Assigned task
Output the data that follows exactly, line for line.

Study material
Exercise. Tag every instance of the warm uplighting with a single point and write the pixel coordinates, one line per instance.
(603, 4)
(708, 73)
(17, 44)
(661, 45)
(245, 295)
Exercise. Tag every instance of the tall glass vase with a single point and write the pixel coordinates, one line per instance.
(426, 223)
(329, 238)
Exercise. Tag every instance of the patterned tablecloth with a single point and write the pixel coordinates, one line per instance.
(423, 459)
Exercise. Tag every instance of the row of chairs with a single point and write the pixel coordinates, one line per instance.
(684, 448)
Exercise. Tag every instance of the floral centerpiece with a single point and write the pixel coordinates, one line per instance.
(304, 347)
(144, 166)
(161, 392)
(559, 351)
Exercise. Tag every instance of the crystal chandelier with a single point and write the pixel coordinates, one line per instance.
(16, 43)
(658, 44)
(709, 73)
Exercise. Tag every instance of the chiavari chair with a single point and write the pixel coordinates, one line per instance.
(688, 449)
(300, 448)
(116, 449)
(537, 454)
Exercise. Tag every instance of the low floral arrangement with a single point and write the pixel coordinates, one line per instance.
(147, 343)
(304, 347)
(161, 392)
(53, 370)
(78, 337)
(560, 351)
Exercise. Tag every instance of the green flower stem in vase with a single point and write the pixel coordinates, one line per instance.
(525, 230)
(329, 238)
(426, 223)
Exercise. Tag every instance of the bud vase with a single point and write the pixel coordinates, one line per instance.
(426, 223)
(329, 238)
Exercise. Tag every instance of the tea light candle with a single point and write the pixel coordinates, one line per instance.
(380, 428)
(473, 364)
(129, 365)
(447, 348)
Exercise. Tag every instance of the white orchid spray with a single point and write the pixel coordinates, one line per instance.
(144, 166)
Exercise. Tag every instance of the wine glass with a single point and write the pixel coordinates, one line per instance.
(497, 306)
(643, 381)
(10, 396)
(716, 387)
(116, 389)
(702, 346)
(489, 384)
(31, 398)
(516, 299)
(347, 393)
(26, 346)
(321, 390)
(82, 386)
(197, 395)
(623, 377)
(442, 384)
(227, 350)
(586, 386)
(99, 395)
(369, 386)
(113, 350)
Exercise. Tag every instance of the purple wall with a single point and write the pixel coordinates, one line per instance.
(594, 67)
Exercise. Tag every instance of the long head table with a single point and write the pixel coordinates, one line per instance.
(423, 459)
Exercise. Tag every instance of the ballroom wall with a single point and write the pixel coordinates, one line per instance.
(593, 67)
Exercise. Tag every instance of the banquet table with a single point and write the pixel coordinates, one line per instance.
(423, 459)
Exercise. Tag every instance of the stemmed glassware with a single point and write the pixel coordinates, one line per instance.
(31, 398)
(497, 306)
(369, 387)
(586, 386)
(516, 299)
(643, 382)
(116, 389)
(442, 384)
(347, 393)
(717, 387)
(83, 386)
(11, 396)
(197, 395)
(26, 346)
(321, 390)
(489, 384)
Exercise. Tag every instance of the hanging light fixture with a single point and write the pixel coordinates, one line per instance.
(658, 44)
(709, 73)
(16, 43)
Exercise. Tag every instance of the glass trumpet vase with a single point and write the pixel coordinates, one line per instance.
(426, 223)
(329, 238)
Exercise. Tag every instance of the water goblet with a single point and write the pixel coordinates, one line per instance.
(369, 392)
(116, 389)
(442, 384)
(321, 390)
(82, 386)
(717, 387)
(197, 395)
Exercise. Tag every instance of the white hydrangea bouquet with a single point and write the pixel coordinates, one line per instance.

Response for this exercise
Exercise. Tag every instance of the warm uplighting with a single point and write the pixel coordinates, one line per instance.
(603, 4)
(708, 73)
(17, 44)
(661, 45)
(245, 295)
Exercise. Tag every instance of the tall glass vase with a single point and write the pixel coordinates, one line per instance.
(426, 223)
(329, 238)
Exercise. Tag every instance of the patterned tablecloth with a single point and write the pixel coordinates, one line per instance.
(423, 459)
Exercise. Tag every instance of the row of chairs with a single point and write the pixel coordinates, one line per instance.
(684, 448)
Exercise. Tag every instance of the floral centerpiece with a single point and write the pixel coordinates, one line per instance.
(304, 347)
(144, 166)
(161, 392)
(559, 351)
Exercise. Tag every instance of the crystal chandelier with a single point and write the pixel coordinates, one line per instance.
(16, 43)
(658, 44)
(709, 73)
Exercise. Tag every instance of the chiavari chair with a single point and write the pixel coordinates, one line per instance.
(688, 449)
(300, 448)
(116, 449)
(537, 454)
Exercise. Tag every instance of the low floral arrangement with a single point and write the pixel coordinates, one line per instance.
(147, 343)
(304, 347)
(161, 392)
(53, 370)
(78, 337)
(560, 351)
Exercise. Tag every instance of the green flower stem in vase with a single point and write the pixel coordinates, one line per instance.
(525, 230)
(329, 238)
(426, 223)
Exercise. Tag every instance of the bud vase with a single point and write the pixel coordinates, one line per instance.
(426, 223)
(329, 238)
Exercise. Tag every instance of the tea light candle with a single point and write the pixel coordinates, one line per instance.
(380, 428)
(473, 364)
(129, 365)
(447, 348)
Exercise. Tag every instance of the white orchid spray with a single point and write the pixel coordinates, one line per instance.
(144, 166)
Exercise. Tag every instance of the wine glass with a single point and write the pixel coordinates, one line per instance.
(497, 306)
(643, 381)
(10, 396)
(716, 387)
(116, 389)
(702, 346)
(489, 384)
(31, 398)
(516, 299)
(347, 393)
(26, 346)
(321, 390)
(82, 386)
(197, 395)
(623, 377)
(442, 384)
(227, 350)
(586, 386)
(99, 395)
(369, 386)
(113, 350)
Exercise. Tag every instance of the purple wall with a single point and write the pixel coordinates, one line per instance.
(594, 67)
Exercise. Tag every instance of the long head table with a single point and write the pixel coordinates, one line per instance.
(423, 459)
Exercise. Tag every instance of the ballroom wall with a single point and write the pixel coordinates, one line per instance.
(593, 67)
Exercise. Tag every instance of the banquet table with a single point and write the pixel coordinates, one line per instance.
(423, 459)
Exercise. Tag every instance of the stemmed glassware with a single point and write the pixel coordinates, one line per instance.
(31, 398)
(497, 306)
(369, 387)
(586, 386)
(516, 299)
(643, 382)
(116, 389)
(442, 384)
(347, 393)
(717, 387)
(83, 386)
(11, 396)
(197, 395)
(26, 346)
(321, 390)
(489, 384)
Exercise. Tag every instance of the hanging light fixture with a single point and write the pixel coordinates, one line per instance.
(658, 44)
(709, 73)
(16, 43)
Exercise. Tag every instance of the glass trumpet vase with a single point and write the pixel coordinates, one line per instance.
(426, 223)
(329, 238)
Exercise. Tag every instance of the water goblet with a single point and write the pixel coordinates, one line per instance.
(369, 392)
(116, 389)
(442, 384)
(321, 390)
(82, 386)
(717, 387)
(197, 395)
Exercise. Tag every instance of the white hydrangea bouquet with a single point and write the pixel coordinates, one line per instance.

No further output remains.